Material provided »
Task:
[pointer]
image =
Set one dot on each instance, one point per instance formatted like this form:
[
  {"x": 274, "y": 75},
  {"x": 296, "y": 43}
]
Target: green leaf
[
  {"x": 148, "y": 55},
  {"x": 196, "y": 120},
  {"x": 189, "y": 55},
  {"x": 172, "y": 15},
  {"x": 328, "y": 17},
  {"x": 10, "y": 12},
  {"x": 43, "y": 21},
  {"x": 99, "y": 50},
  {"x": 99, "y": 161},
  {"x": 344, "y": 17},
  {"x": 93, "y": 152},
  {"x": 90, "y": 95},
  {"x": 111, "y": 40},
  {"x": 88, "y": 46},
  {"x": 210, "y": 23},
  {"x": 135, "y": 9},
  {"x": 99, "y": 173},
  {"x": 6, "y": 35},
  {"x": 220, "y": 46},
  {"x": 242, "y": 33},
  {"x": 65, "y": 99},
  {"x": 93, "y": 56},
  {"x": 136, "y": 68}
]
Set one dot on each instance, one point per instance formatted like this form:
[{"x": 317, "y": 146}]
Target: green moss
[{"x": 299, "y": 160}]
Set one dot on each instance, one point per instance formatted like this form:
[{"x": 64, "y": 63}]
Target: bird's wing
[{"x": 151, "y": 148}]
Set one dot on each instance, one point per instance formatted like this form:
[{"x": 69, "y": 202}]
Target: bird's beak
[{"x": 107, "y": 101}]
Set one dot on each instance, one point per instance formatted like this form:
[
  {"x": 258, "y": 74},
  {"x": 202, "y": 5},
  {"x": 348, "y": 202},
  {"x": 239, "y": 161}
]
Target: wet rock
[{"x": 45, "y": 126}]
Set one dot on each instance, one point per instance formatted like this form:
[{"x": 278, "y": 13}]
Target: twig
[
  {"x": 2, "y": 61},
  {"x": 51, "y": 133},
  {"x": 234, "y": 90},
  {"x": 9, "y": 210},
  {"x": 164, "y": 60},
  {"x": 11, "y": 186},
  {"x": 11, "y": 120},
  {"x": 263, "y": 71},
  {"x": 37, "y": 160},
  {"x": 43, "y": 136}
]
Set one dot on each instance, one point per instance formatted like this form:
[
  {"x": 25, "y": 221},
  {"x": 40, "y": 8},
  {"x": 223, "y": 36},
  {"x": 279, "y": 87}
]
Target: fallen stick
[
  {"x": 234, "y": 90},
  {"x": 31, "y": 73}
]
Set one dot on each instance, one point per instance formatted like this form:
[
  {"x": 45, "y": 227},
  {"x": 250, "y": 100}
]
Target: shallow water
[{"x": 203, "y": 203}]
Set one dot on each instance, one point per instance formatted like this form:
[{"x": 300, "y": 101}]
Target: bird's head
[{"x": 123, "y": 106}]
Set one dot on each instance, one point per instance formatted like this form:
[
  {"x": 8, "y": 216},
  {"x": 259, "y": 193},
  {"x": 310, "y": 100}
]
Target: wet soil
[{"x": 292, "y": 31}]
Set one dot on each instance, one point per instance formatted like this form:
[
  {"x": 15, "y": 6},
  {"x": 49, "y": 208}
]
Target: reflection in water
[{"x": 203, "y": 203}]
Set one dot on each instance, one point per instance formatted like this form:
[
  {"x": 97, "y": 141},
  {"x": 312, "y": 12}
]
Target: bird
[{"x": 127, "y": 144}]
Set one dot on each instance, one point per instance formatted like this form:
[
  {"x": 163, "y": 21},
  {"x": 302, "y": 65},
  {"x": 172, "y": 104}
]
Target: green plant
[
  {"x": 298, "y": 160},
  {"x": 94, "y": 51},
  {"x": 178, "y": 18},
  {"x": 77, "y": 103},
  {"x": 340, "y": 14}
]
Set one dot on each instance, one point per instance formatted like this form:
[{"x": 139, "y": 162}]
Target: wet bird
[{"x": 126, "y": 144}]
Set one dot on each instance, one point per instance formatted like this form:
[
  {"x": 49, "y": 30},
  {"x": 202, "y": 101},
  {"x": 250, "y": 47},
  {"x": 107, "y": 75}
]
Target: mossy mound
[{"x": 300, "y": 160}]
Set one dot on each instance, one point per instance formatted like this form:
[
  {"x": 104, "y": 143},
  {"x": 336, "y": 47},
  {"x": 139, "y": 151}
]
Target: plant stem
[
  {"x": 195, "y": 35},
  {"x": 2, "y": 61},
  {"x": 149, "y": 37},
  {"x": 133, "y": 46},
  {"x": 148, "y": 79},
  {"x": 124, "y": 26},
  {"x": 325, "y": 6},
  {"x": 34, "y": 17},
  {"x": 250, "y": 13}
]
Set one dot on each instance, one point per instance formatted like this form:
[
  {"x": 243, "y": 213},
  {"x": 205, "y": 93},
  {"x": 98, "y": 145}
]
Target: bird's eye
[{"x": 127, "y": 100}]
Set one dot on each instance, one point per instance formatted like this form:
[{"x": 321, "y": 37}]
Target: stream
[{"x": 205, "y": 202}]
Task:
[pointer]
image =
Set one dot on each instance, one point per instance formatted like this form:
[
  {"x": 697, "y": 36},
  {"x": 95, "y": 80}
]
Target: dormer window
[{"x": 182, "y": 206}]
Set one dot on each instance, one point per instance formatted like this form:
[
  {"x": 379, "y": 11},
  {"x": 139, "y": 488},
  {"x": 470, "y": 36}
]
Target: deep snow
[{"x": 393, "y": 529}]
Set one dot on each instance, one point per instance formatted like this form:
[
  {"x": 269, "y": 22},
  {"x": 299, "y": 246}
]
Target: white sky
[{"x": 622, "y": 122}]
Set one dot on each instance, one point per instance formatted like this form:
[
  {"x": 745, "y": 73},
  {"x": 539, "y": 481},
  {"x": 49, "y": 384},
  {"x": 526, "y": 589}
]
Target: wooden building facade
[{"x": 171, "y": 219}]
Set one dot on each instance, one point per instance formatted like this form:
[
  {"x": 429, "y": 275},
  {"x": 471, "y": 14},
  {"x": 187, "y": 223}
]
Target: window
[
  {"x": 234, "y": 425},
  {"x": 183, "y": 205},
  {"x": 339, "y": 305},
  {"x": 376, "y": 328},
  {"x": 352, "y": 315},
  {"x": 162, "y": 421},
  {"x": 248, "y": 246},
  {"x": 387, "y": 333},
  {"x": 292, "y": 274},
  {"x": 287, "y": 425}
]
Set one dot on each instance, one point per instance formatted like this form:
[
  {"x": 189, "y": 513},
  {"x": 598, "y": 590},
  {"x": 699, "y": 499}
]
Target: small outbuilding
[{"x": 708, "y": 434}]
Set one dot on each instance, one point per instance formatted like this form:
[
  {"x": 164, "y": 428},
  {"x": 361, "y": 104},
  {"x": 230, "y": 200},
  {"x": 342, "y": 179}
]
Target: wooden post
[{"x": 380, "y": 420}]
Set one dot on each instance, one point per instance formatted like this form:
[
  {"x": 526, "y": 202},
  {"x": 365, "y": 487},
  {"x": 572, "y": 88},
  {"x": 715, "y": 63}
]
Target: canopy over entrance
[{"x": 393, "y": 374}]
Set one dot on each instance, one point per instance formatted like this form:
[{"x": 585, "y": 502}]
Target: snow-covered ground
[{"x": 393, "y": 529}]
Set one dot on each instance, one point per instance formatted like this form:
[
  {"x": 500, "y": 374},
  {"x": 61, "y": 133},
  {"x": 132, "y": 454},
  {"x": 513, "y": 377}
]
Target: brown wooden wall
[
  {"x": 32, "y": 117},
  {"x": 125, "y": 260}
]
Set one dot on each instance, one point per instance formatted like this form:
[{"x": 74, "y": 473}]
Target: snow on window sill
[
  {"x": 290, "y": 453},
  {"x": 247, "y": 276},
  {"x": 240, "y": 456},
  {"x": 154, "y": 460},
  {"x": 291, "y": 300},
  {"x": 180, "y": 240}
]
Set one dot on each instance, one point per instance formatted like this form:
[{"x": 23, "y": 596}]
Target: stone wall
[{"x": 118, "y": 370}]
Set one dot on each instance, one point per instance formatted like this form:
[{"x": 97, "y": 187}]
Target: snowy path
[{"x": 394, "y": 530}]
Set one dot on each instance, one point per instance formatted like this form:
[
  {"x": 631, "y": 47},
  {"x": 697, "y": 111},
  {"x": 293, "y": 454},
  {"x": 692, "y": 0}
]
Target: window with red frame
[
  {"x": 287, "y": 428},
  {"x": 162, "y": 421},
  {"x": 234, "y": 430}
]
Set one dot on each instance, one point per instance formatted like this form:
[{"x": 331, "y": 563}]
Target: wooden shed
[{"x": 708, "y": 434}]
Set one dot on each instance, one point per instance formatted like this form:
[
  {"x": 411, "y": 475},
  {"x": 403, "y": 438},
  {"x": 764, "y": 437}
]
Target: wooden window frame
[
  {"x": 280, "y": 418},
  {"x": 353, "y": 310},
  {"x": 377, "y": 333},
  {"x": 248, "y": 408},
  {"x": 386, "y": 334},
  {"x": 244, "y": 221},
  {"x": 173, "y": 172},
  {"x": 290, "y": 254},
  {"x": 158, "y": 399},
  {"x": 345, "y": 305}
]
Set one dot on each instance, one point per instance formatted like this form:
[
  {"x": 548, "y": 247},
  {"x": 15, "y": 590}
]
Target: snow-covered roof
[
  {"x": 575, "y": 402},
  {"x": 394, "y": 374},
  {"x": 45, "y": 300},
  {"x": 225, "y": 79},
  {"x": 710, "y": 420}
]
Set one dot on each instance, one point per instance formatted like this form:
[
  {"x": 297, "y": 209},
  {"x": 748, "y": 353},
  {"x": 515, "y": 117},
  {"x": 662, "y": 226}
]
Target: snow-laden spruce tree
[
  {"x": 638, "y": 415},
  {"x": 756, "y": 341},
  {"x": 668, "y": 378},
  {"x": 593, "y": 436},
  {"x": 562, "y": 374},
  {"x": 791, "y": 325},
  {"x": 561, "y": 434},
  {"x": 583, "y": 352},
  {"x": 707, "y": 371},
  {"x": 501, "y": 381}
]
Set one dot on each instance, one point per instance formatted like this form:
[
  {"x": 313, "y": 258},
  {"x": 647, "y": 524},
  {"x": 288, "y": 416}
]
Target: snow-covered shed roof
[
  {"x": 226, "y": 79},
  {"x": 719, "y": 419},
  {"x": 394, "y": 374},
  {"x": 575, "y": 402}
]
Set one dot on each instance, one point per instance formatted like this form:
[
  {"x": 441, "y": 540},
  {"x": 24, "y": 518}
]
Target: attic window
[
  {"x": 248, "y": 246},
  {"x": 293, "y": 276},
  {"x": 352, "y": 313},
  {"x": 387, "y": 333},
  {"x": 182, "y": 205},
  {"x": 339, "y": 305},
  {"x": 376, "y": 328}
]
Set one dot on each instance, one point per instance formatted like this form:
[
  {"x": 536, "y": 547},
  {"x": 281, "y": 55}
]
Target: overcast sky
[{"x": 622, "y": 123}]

Challenge »
Which lines of the material above contain the word "wooden"? Extract each of them in full.

Response to this task »
Target: wooden building facade
Target: wooden post
Target: brown wooden wall
Target: wooden shed
Target: wooden window frame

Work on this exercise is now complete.